Строки из набора данных для указания точек:
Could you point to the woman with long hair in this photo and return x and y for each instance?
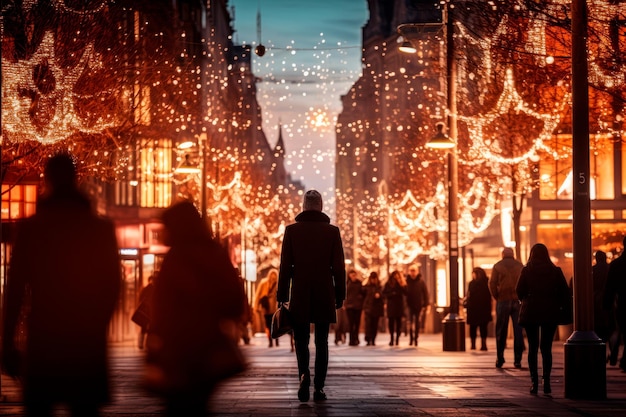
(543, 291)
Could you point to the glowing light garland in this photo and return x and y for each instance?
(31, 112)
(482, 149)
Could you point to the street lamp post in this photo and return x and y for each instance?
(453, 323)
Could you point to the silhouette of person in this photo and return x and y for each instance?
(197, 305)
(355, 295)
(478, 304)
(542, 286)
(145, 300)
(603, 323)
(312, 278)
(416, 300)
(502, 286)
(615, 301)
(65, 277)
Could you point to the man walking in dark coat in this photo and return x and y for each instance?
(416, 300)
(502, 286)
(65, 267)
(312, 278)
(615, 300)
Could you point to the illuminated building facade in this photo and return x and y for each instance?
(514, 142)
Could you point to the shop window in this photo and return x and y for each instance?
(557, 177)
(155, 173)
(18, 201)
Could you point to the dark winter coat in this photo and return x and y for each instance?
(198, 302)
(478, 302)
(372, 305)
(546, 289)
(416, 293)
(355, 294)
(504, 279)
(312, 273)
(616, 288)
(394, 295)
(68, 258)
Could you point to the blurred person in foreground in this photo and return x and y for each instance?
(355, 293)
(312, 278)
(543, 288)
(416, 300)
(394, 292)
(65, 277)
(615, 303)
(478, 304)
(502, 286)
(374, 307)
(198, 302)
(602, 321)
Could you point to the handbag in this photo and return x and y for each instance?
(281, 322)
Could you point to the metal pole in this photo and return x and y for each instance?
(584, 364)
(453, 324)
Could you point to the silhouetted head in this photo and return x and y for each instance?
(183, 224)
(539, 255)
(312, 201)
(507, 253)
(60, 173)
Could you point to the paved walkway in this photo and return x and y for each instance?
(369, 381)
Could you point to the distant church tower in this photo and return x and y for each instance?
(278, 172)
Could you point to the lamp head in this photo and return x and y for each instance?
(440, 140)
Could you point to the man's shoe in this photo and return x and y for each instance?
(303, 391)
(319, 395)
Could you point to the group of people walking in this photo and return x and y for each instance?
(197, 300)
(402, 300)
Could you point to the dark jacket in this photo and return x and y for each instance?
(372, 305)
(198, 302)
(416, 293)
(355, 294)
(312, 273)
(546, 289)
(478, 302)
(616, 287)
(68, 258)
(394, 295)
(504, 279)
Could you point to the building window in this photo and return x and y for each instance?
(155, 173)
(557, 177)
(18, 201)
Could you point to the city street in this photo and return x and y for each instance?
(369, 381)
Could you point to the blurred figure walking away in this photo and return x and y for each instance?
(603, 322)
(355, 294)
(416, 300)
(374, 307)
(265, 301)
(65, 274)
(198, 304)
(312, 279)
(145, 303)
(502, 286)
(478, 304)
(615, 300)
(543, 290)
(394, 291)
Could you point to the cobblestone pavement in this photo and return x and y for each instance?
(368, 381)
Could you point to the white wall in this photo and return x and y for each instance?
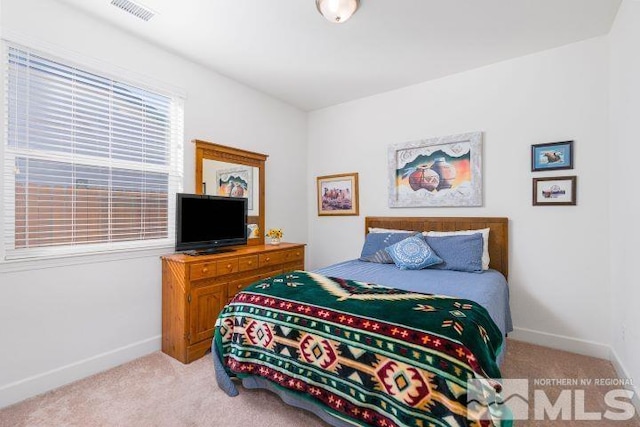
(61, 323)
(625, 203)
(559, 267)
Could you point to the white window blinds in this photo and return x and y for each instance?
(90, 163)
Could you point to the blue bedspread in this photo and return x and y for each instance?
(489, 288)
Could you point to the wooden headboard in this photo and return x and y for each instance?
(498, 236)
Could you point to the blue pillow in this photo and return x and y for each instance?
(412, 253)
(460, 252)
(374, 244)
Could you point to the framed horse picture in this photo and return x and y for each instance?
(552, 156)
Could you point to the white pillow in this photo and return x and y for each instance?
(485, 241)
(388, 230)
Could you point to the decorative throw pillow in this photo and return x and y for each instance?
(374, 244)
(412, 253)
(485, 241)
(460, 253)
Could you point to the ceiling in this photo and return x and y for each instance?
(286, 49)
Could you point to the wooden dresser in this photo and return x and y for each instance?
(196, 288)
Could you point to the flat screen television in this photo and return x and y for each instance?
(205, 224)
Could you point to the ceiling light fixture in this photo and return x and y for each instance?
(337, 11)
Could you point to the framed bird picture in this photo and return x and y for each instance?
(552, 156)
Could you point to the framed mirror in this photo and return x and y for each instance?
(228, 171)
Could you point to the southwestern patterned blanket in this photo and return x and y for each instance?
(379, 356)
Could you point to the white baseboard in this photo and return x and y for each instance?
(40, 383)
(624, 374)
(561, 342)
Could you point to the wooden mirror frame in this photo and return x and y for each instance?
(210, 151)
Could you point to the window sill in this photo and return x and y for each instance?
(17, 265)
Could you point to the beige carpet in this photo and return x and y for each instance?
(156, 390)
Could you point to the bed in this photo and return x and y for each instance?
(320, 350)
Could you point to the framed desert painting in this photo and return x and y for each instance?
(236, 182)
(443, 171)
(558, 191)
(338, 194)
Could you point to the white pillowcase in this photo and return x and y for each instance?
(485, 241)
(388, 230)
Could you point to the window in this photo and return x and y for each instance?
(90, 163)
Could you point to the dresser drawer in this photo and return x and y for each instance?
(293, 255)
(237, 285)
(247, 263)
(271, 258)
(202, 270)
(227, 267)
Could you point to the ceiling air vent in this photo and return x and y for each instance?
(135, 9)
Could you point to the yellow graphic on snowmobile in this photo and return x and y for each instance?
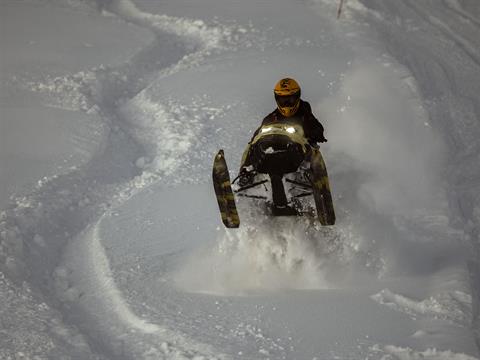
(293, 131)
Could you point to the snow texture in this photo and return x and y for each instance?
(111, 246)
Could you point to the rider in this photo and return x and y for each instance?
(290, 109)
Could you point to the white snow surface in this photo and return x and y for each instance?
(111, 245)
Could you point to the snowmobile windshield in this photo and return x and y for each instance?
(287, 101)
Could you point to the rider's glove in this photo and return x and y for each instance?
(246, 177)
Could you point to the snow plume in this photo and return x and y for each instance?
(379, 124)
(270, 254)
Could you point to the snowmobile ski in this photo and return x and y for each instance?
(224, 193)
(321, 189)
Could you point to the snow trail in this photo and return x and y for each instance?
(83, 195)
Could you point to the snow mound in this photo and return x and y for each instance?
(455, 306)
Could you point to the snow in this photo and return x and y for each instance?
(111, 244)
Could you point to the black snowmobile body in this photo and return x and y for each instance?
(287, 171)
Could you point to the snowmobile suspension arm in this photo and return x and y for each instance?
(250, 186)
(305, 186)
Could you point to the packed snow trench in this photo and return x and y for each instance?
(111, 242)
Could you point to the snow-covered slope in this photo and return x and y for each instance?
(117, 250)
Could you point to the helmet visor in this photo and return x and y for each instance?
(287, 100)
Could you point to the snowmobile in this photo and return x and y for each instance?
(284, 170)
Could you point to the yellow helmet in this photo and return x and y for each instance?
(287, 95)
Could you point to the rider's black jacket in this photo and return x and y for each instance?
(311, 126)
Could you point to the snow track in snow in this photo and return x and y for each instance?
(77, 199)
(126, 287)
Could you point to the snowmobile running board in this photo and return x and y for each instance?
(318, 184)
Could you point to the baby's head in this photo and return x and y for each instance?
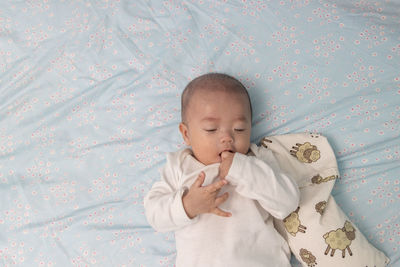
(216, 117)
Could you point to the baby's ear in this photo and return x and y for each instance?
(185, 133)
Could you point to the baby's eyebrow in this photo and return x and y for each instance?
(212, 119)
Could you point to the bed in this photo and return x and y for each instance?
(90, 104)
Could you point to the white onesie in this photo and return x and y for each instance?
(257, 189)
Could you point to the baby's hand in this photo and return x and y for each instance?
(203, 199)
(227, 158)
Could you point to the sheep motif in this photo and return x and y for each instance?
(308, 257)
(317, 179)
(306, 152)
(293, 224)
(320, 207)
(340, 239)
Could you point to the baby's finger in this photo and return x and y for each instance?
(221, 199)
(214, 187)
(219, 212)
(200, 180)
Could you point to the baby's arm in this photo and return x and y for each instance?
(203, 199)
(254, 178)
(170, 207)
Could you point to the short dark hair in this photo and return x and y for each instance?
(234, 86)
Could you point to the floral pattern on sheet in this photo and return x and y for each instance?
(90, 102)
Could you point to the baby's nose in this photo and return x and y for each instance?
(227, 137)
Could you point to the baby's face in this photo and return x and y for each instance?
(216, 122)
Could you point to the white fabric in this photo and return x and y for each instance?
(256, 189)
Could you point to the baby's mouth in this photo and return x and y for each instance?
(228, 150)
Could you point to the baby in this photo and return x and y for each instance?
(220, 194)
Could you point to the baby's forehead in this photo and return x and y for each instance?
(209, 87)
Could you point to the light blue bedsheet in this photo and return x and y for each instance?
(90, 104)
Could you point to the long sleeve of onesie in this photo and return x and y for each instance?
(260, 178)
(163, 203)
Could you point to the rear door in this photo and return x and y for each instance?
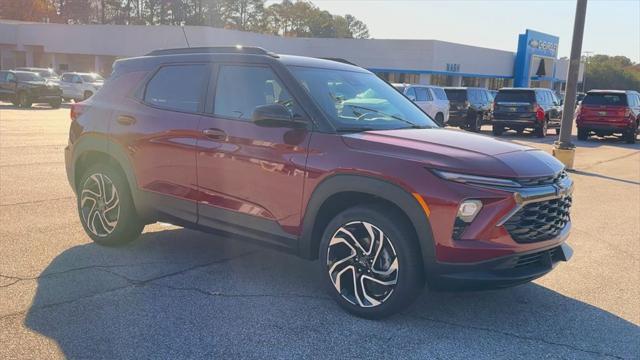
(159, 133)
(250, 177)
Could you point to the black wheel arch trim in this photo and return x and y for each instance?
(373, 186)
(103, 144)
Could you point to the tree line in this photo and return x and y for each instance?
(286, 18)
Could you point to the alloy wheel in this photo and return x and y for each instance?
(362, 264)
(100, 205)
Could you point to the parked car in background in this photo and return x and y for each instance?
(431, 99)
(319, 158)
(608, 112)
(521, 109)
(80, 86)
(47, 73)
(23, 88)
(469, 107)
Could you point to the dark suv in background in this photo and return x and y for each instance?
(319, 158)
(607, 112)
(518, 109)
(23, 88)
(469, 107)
==
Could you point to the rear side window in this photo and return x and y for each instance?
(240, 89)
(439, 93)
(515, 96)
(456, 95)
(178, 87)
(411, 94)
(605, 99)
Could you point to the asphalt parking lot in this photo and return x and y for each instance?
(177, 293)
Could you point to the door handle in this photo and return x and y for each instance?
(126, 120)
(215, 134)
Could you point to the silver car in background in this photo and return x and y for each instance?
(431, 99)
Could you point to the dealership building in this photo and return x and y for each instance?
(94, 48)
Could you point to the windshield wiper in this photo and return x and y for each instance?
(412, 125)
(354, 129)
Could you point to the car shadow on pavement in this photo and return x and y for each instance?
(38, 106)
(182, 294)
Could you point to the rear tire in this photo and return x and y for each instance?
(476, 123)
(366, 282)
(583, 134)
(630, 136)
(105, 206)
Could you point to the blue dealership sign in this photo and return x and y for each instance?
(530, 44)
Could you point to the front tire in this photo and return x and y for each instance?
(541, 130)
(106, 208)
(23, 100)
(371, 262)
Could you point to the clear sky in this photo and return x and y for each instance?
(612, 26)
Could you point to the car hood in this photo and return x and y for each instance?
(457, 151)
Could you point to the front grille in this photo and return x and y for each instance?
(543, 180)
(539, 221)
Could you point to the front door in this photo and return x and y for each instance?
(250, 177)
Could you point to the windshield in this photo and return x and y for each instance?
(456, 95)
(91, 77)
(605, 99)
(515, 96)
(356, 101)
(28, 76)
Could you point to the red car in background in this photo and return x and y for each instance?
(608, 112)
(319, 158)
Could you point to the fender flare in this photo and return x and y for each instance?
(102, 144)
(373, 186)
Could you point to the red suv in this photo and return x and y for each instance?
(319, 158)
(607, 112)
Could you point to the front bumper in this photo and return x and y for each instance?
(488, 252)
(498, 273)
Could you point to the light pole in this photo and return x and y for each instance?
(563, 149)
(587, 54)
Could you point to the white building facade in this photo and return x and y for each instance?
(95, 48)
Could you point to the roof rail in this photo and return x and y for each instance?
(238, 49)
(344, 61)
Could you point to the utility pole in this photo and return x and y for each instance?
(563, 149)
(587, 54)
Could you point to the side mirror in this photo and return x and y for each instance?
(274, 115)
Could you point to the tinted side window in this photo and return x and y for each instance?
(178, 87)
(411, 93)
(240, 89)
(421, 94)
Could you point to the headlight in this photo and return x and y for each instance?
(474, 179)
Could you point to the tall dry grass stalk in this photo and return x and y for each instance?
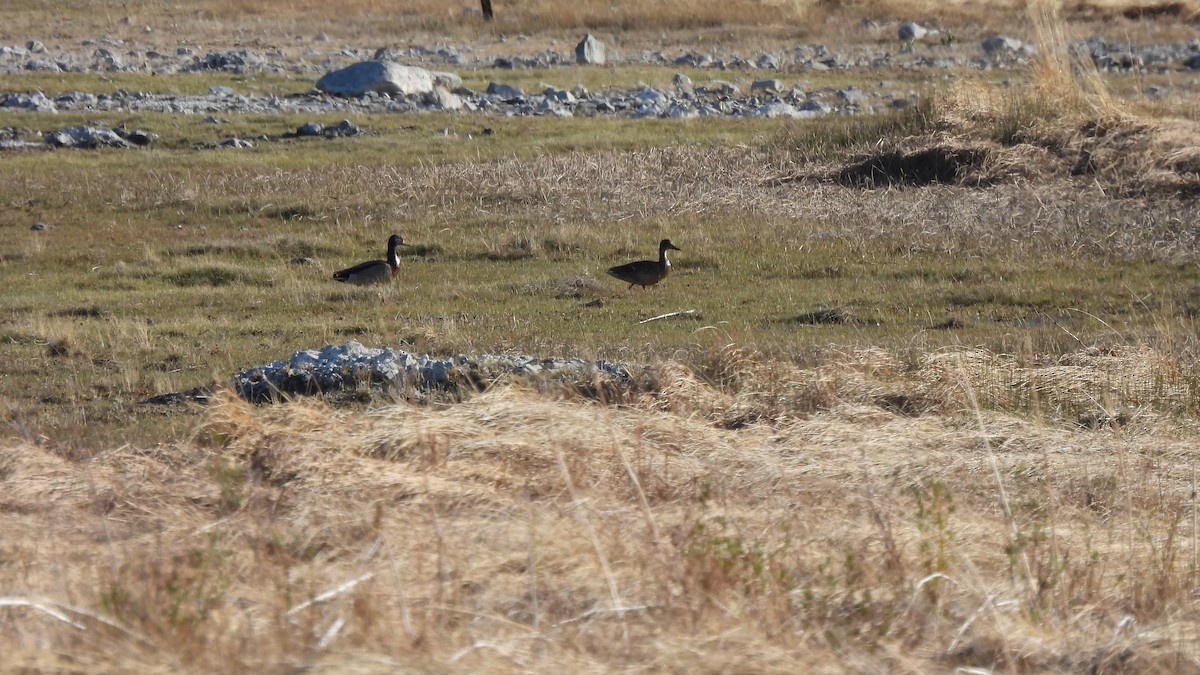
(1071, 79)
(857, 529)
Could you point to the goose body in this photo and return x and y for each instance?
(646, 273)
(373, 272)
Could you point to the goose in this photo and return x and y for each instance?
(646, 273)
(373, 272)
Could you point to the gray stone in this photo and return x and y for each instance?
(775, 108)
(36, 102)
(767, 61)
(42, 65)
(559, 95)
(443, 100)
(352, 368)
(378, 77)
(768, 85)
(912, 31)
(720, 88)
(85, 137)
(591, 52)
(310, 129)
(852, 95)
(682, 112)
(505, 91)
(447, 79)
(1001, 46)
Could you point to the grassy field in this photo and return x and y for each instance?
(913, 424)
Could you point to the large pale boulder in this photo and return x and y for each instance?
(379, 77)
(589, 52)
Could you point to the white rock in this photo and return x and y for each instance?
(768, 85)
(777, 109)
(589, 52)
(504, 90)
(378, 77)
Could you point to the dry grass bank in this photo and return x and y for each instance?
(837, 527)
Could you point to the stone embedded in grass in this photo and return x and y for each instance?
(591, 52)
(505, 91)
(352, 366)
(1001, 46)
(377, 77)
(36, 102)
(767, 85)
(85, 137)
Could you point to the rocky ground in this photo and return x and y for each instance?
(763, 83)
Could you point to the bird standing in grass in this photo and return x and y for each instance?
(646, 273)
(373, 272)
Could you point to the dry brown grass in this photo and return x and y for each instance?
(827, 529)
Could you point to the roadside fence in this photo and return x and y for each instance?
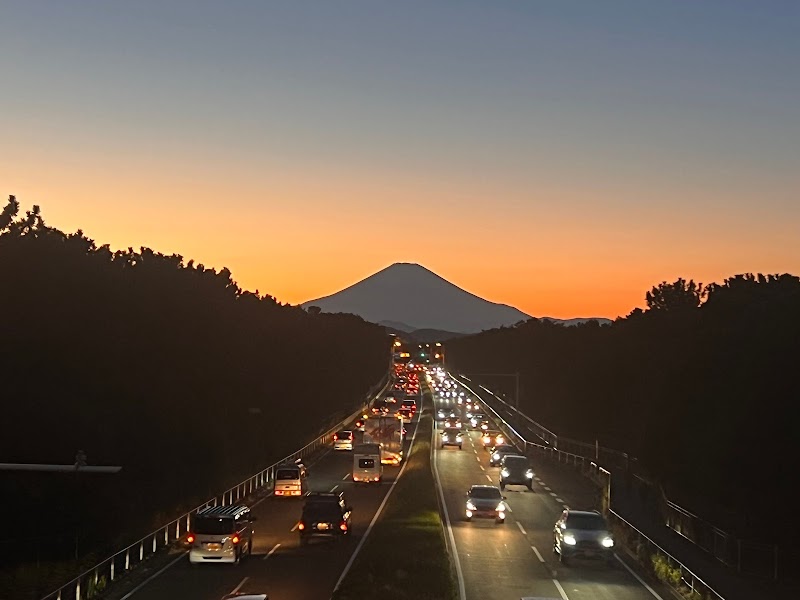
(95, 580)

> [ТРЕБОВАНИЕ] Верните без изменений все строки листинга выше, в которых встречается слово «street».

> [ВЫПОЛНЕННОЕ УПРАЖНЕНИЕ]
Could you point to the street lamp post in this photo and return x and y for each instance?
Could you point to the city street in this photo and return x and y for each instance?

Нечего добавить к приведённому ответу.